**WHAT IS NEEDED:** Pull out each line in the records below that contains the word "black", and copy those lines as they appear.

**RECORD SET:**

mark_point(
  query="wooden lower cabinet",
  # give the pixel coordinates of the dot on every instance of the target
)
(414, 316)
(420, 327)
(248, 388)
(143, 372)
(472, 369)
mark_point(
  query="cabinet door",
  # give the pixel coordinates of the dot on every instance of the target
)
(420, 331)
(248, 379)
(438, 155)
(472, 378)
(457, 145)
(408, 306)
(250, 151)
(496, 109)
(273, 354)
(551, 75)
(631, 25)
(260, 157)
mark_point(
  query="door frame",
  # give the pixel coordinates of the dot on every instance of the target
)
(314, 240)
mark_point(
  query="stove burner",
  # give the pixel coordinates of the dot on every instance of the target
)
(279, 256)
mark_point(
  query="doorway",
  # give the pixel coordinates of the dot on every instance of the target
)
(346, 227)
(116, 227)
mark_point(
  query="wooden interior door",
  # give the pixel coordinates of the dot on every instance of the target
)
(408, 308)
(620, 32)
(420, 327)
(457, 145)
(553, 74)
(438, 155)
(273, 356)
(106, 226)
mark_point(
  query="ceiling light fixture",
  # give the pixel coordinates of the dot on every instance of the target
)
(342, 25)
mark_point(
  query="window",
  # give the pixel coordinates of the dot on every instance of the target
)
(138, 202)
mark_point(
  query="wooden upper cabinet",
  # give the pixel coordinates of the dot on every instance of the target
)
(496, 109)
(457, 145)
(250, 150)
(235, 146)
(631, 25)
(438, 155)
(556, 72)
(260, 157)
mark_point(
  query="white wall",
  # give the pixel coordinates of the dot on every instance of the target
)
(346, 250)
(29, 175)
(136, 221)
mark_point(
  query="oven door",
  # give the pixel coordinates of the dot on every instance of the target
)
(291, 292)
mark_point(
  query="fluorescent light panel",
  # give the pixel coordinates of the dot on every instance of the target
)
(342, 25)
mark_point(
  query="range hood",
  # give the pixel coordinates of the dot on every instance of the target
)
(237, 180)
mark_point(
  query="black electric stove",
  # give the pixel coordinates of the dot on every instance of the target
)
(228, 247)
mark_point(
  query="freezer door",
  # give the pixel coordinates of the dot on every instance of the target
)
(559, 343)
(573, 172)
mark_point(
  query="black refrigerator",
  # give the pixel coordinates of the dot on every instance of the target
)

**ANSWER BELOW:**
  query="black electric stove",
  query="black refrigerator",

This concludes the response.